STATED GOAL 1: Please collect every line of the rows that contains the word "with". Case counts.

EXTRACT TO READ:
--- Begin ---

As we begin to pray this month, let’s start with this really good news. We were made for more. God intentionally created each of us with purpose - body, soul and mind - we were always in His thoughts. Jeremiah writes these specific words from God to him: “Before I shaped you in the womb, I knew all about you. Before you saw the light of day, I had holy plans for you. A prophet to the nations – that’s what I had in mind for you.” Jeremiah 1:5. Long, long before any of us knew God, God knew us – personally – we are His idea. There is a great quote attributed to Albert Einstein: “If at first, an idea is not absurd, then there is no hope for it.” Some days the fact that God knew us and had hopes and plans for us long before time began may seem absurd, illogical, just plain ridiculous … and awesomely comforting and motivating!

This February, let’s pray not only for ourselves, but also for our civic and spiritual leaders, for our churches, for each another.

1) We ask you God for clarity of thought. These are confusing times with much info coming at us every moment. We all need to set aside dedicated time for reflection and prayer to seek your voice - easier said than done. Yet we know that you are speaking to us constantly – sometimes whispering, sometimes nudging, sometimes practically shouting - when we notice something new or learn of someone’s need, when we read your word or listen to a podcast or sermon, when an idea gets stuck in our heads that just won’t go away, when a subject shows up repeatedly in random venues or conversations over time. Prod us to take out the earbuds, turn off the TV and listen more attentively to that voice of your Spirit present within us. Write down what we think we hear and see if a pattern emerges. Be still in our inner spirits while walking, driving, waiting, pausing, talking, cleaning, exercising, rocking a child to sleep. Lord, you can use all those moments. We want to open wide the doors of our lives to welcome you in to reveal our identity and purpose in you.

Please permit a slight aside from this prayer as a concrete, personal example of this. Even during sleepless nights, God speaks (though admittedly rarely do these seem like great ideas in the light of day!). The initial idea for monthly prayer prompts was formed following the CCNL Prayer Breakfast with Ann Voskamp in May 2019. The following weekend, during a sleepless night in a very noisy Toronto hotel, after finally resigning around 2 a.m. to not sleeping, a conversation began with God wondering how to stimulate more people to pray for and in London, and to pray in concert with one another as a local body of Christ more often. By morning, there was leftover energy to write it down to see if it was truly doable. After tentatively testing the idea over several months with others, “meat was put on the bones” of the idea, discussions held with CCNL, tried it out and got good feedback. Almost three years later and still going… several thousand Christians in London and beyond use this prompting monthly personally, in prayer groups, at workplaces, in families and in their churches. Thanks, God for sleepless nights. Ideas grow out of other ideas…seed planting. And thanks God for the ongoing input and participation of all those praying together as members of one another – your bigger family!

--- End ---

DATASET ROWS:
--- Begin ---

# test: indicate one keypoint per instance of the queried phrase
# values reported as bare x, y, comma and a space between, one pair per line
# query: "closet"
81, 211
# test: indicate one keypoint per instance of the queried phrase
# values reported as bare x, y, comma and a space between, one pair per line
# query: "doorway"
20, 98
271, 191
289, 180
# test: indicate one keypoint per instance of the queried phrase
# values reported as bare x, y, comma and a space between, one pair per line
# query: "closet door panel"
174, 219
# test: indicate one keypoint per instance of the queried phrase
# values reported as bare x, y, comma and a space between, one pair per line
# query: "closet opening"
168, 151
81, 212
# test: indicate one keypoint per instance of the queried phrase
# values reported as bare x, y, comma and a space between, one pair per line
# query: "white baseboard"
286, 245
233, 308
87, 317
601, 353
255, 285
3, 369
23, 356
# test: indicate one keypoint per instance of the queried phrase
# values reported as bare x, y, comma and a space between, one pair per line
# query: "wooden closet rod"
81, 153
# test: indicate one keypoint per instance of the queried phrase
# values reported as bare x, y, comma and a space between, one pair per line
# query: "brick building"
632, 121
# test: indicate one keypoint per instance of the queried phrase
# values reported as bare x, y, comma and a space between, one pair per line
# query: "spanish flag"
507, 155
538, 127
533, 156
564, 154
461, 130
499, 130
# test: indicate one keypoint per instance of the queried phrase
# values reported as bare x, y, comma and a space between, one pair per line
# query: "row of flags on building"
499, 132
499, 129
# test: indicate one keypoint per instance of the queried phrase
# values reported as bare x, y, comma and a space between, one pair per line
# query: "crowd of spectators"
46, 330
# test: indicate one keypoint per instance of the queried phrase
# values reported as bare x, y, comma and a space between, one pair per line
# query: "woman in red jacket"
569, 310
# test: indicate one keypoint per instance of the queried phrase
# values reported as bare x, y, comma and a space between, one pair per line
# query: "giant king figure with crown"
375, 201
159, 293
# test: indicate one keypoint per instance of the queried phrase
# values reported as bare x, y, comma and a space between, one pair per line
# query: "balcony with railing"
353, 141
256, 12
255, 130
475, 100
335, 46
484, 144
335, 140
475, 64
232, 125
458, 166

--- End ---

STATED GOAL 2: Using the prayer text above, state whether each statement agrees (yes or no), and quote the exact words of the text that decide it. (a) The idea for monthly prayer prompts first took shape after a CCNL Prayer Breakfast. (b) The sleepless night was spent in a quiet Montreal hotel. (c) The quote about absurd ideas is attributed to Albert Einstein.

WORKED ANSWER 1:
# query: "giant king figure with crown"
# query: "balcony with railing"

WORKED ANSWER 2:
(a) Yes: "The initial idea for monthly prayer prompts was formed following the CCNL Prayer Breakfast"
(b) No: "during a sleepless night in a very noisy Toronto hotel"
(c) Yes: "There is a great quote attributed to Albert Einstein"